Directions for this task: Print the entire listing below verbatim, from its first line to its last, leaving out the pictures.

Dataset:
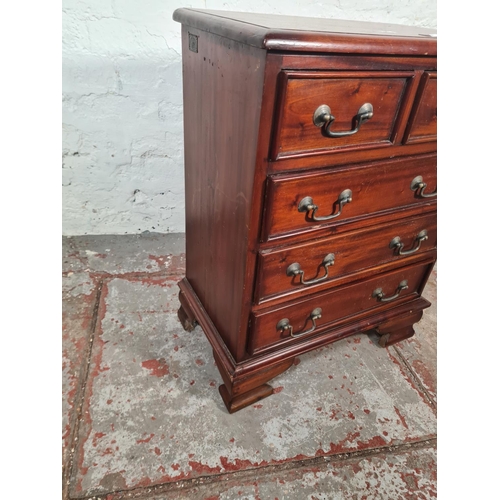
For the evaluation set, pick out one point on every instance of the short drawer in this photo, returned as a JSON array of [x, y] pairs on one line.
[[310, 266], [313, 201], [422, 125], [301, 127], [343, 304]]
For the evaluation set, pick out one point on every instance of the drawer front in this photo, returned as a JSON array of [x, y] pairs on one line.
[[374, 188], [340, 305], [321, 264], [422, 125], [344, 93]]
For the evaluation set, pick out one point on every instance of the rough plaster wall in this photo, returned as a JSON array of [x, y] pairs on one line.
[[122, 103]]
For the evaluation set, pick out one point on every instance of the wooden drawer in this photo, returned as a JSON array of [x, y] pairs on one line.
[[375, 187], [303, 92], [422, 125], [352, 252], [340, 305]]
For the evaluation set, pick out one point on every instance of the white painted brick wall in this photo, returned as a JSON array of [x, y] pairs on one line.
[[122, 103]]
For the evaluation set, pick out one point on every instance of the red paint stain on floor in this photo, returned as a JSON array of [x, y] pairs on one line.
[[403, 421], [146, 440], [157, 367]]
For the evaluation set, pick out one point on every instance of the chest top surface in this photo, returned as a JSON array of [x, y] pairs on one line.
[[293, 33]]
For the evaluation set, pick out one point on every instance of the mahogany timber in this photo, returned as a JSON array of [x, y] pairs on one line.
[[422, 125], [220, 139], [339, 305], [306, 34], [375, 188], [233, 67], [345, 93], [365, 249]]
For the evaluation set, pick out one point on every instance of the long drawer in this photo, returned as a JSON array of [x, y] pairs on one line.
[[313, 201], [298, 320], [307, 267], [301, 127]]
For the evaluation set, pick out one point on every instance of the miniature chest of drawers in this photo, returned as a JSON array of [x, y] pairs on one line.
[[310, 177]]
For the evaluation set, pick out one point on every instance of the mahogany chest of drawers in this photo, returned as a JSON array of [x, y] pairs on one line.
[[310, 177]]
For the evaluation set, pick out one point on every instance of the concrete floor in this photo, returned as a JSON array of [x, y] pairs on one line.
[[143, 419]]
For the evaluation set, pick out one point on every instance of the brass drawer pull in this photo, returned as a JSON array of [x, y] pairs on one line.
[[379, 294], [294, 270], [284, 324], [323, 118], [307, 204], [398, 246], [419, 184]]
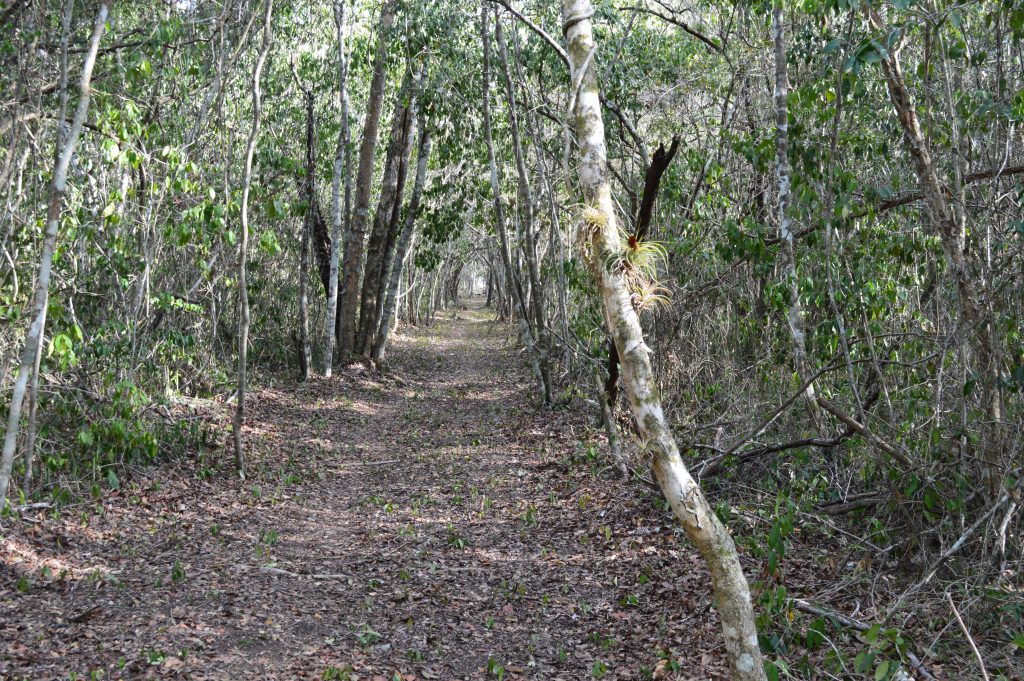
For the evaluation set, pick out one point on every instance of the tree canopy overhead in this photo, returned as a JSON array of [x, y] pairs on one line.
[[774, 248]]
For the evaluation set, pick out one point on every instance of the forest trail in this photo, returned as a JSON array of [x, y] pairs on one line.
[[428, 522]]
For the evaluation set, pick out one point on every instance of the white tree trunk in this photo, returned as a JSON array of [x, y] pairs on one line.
[[518, 301], [42, 294], [601, 237], [342, 165], [247, 174], [354, 254], [403, 247], [787, 252]]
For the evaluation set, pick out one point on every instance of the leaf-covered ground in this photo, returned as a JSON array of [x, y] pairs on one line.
[[428, 522]]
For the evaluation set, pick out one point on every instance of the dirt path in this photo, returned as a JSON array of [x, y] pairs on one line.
[[428, 522]]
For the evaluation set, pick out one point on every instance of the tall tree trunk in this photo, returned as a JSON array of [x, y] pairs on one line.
[[601, 237], [513, 286], [388, 210], [339, 215], [30, 443], [528, 226], [247, 175], [354, 246], [960, 261], [403, 247], [787, 253], [58, 186], [307, 227]]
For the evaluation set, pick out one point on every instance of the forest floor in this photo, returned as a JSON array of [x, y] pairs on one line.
[[424, 522]]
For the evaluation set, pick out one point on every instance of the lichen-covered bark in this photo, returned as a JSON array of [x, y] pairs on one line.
[[247, 174], [601, 236], [354, 246], [339, 213], [518, 301], [962, 264], [42, 294], [528, 224], [787, 251], [403, 247], [389, 194]]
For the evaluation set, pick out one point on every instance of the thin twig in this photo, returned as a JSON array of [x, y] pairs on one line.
[[967, 635]]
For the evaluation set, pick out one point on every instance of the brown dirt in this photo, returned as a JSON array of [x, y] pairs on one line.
[[417, 522]]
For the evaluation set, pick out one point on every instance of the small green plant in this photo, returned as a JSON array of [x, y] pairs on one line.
[[495, 669], [455, 539], [332, 673], [267, 538], [177, 571], [529, 516]]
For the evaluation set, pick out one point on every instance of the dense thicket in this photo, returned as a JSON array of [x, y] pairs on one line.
[[819, 225]]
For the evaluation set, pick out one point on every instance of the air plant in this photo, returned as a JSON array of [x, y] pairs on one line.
[[647, 294], [636, 259]]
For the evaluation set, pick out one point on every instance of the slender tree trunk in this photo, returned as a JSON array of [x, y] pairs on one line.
[[307, 227], [518, 299], [354, 246], [30, 443], [247, 174], [601, 237], [388, 211], [342, 166], [528, 230], [58, 186], [404, 244], [787, 254], [961, 263]]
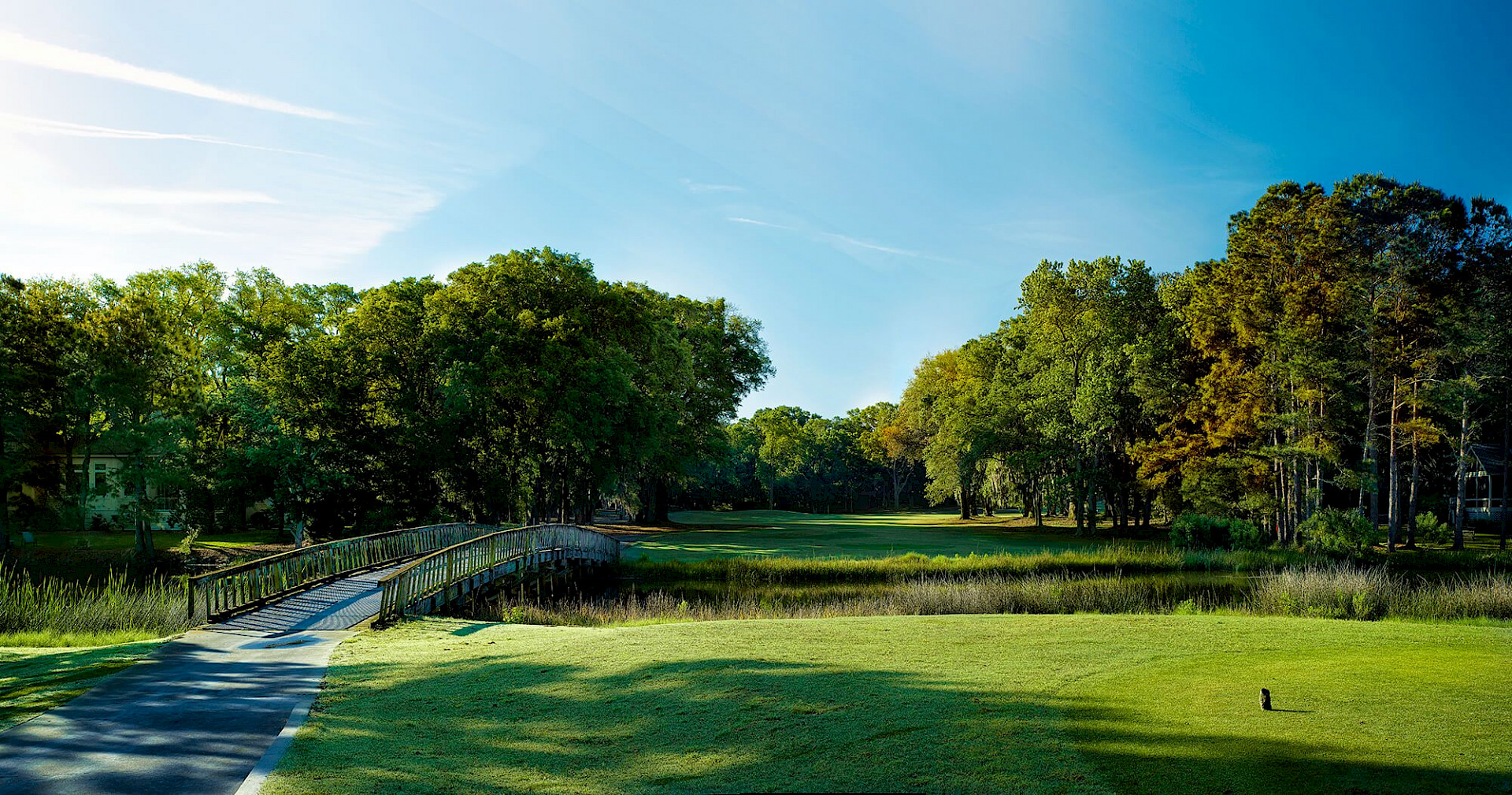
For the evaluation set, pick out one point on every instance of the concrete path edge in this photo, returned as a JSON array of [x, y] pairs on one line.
[[254, 780]]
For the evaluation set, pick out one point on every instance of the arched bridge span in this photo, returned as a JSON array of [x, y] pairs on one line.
[[386, 576]]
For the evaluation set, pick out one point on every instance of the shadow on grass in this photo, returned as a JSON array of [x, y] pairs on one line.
[[743, 723]]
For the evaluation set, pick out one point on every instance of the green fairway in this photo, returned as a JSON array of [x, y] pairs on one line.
[[34, 681], [964, 703], [853, 536]]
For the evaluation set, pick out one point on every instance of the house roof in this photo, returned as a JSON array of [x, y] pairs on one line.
[[1490, 455]]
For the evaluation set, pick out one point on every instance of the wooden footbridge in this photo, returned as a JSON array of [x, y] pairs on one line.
[[387, 576]]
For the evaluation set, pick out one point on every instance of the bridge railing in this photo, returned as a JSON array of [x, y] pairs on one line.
[[529, 546], [228, 590]]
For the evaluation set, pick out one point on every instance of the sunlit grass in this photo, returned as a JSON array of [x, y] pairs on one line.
[[34, 681], [962, 703]]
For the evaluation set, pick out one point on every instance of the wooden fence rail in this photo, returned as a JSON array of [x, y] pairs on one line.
[[230, 590], [495, 554]]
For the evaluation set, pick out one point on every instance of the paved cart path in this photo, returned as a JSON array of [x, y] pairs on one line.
[[197, 715]]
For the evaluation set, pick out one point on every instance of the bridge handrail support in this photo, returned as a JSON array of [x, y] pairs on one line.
[[236, 589], [415, 582]]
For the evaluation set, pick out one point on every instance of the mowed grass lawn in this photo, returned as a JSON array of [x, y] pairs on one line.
[[853, 536], [962, 703], [34, 681]]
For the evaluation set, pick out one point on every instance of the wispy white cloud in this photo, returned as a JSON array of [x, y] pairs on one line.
[[839, 240], [38, 126], [711, 188], [752, 221], [164, 199], [55, 215], [850, 240], [19, 49]]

The result:
For the evaluation set, pick out one point on every instance of the short drawer in this photo, returned as a JSON array of [x, y] pairs on one line.
[[310, 266], [313, 201], [422, 125], [301, 127], [343, 304]]
For the evaluation set, pick out one point on every instance of the drawer front in this photo, returned as a JSON array of [x, y] pairs on one line.
[[374, 188], [340, 305], [321, 264], [422, 125], [344, 93]]
For the evaluation set, pick out one point on every instance of the rough plaster wall in this photo, returned as a JSON array of [x, y] pairs on one line.
[[122, 103]]
For the evaluation set, pick out one point on every instance of the wooden drawer in this photo, returned as a JSON array of [x, y] pairs on one line.
[[375, 187], [303, 92], [422, 125], [352, 252], [340, 305]]
For the evaluation set, pick out one point on every instance of the white painted brick wall in this photo, returned as a JSON array of [x, y] pairs on one line.
[[122, 103]]
For the evaluation set, pick out one point on every instance of the red paint stain on floor in this photo, returned as a JSON array of [x, y] pairs on one line.
[[403, 421], [146, 440], [157, 367]]
For the evaluation set, pick out one point on every instance of the chest top surface in this photo, returned as a JSON array of [x, y] pairs on one line.
[[293, 33]]
For the evaluation set, pick out one point on every instance of the mahogany timber in this photo, returned as a JSON array of [x, y] pairs on one line.
[[422, 125], [220, 139], [339, 305], [306, 34], [375, 188], [233, 67], [345, 93], [365, 249]]
For the evaluation set, pick out one point on every instance of the long drawer in this photo, returned as a JSON array of [x, y] pairs on one line.
[[313, 201], [298, 320], [307, 267], [301, 127]]
For the evaluation set, pick out one point on every instance of the miniature chest of drawers in this photo, returned as a JSON array of [x, y] pairs on one line.
[[310, 177]]
For the evaluation set, pick out one point on every instance of the mahogany chest of drawers in this photo, returned as a JSON array of [x, y] pairs on one line.
[[310, 177]]
For the evaluation set, pick out one point on every instance of the concrete floor in this photo, returned as a JSON array of [x, y] pairs on one line.
[[143, 419]]
For the evaluation set, pick out one point on every instance of the brass drawer pull in this photo, returned as a JSON array of [x, y] pairs on one line.
[[379, 294], [294, 270], [284, 324], [323, 118], [307, 204], [398, 246], [419, 184]]
For the evaluation set, pick out one point on every instance of the tree canopy overhead in this photo, returned as a JSON array of [x, y] pairs on one line.
[[774, 248]]
For the evaluation set, pick out one point on every instance of the forest trail in this photo, returned as a JSON array of [x, y] pairs on one line.
[[428, 522]]
For the evaluation set, pick out one point on every instance of the white tree trunk in this photo, returned as a JSON array of [x, y] pairs on one line.
[[518, 301], [42, 294], [601, 237], [342, 165], [247, 174], [354, 254], [403, 247], [787, 252]]
For the evaluation set, pick out one point on every instance of the leaf-covered ground in this photo, returned as a JSON array of [x, y] pairs on one line.
[[428, 522]]
For the evaluation set, pick out one point on every instance of the dirt path in this photo, returned as a JSON array of [x, y] pairs on one line.
[[428, 522]]
For the evaluation set, pick out one point on every instance of the tall tree trunk in this photo, returned as a JSON array of [x, y] pairs on one line.
[[601, 237], [513, 286], [388, 210], [339, 215], [30, 443], [528, 226], [247, 175], [354, 246], [960, 261], [403, 247], [787, 253], [58, 186], [307, 227]]
For the evaluation set, pick out one point on every instance of the forest floor in this photo, returned as a JSON array of [x, y] pairs on one line.
[[424, 522]]
For the evaluation set, pick out one point on every instance of the lichen-covered bark in this photo, returned as a JSON array of [x, y] pairs on one line.
[[247, 174], [601, 236], [354, 246], [339, 213], [518, 301], [962, 264], [42, 294], [528, 224], [787, 251], [403, 247], [389, 194]]
For the evaluation set, pick out one point on every instance of the thin twig in this photo, returned as a JSON array of [x, y] pairs on one line.
[[967, 635]]
For the evaluation set, pick out one point on every instance of the brown dirt in this photo, returned as a JSON array of [x, y] pairs on one line.
[[417, 522]]
For the evaluation set, pick out one point on every instance of the small green plant in this photo, returned as a JSON array of [x, y] pairs on one line.
[[495, 669], [455, 539], [332, 673], [267, 538], [177, 571], [529, 516]]
For the evaluation set, pick out one point on every instance of the dense thicket in this photo, returned as a JSON array of [x, y] pairs on one line.
[[819, 225]]
For the evaluation set, pick out one point on every instance of the air plant in this photo, returned as a JSON array of [x, y] pairs on one line.
[[647, 294], [636, 259]]
For the evaluation set, pick out one point on every instance of the slender tree trunk in this photo, returned as a JSON array of [x, y] pairs on one line.
[[307, 227], [518, 299], [354, 246], [30, 443], [247, 174], [601, 237], [388, 211], [342, 166], [528, 230], [58, 186], [404, 244], [787, 254], [961, 263]]
For the evaluation set, pick out one point on every instance of the concrete path edge in this photo, returned as a JSON array of [x, y] pairs on one line.
[[254, 780]]
For the evaluation set, pick out one point on every instance of the arched bridge span in this photo, returned as a JSON array of [x, y] pairs on one line.
[[386, 576]]
For the evaluation set, pick out one point on every instance of the shadow on grass in this photo, returned as a JSON array of [x, y] pairs on one line.
[[743, 723]]
For the evaluation set, pick out one point on every instance of the green fairway in this photo, returned as a JSON array of [x, y] pairs on one line.
[[34, 681], [964, 703], [853, 536]]
For the evaluation set, pick out one point on every instance of the house roof in this photo, returned as a JSON array of [x, y] pairs on one line.
[[1490, 455]]
For the evaluation set, pick out one point on every instance of the wooden footbridge in this photo, returned as a JSON array of [x, y] pairs on one line.
[[387, 576]]
For the evaluation set, pick out one point on every instance of the bridge railing in this photo, returned as a JSON array of [x, y] pairs on one line.
[[529, 546], [228, 590]]
For the evaluation set, pick out one point on every instance of the sunlit grass in this photo, returned as a JSON array of [x, y] pairs on one line.
[[34, 681], [962, 703]]
For the evaluation set, pick out one point on every instance of the wooden fence rail in this photo, returned as a JSON array of [x, y] pairs on one line.
[[230, 590], [495, 554]]
For the evaluation set, pick out one point on every instance of the paved cart path in this photo, returned as a JSON array of [x, y] pairs on one line.
[[197, 715]]
For the evaluation set, pick out one point on every instance of the bridge handrail support in this photo, returned as a JSON array of [x, y] pairs on one line.
[[236, 589], [415, 582]]
For the evaluation set, pick out one point on every instance of the mowed grass lawn in this photo, returned as a JSON array of [x, y] pairs on one line.
[[853, 536], [962, 703], [34, 681]]
For the evaluation set, pick out one point on every instance of the wispy white cloud in this photo, returned as a JSON array of [x, y] pairs on one line.
[[839, 240], [38, 126], [711, 188], [752, 221], [164, 199], [55, 215], [850, 240], [19, 49]]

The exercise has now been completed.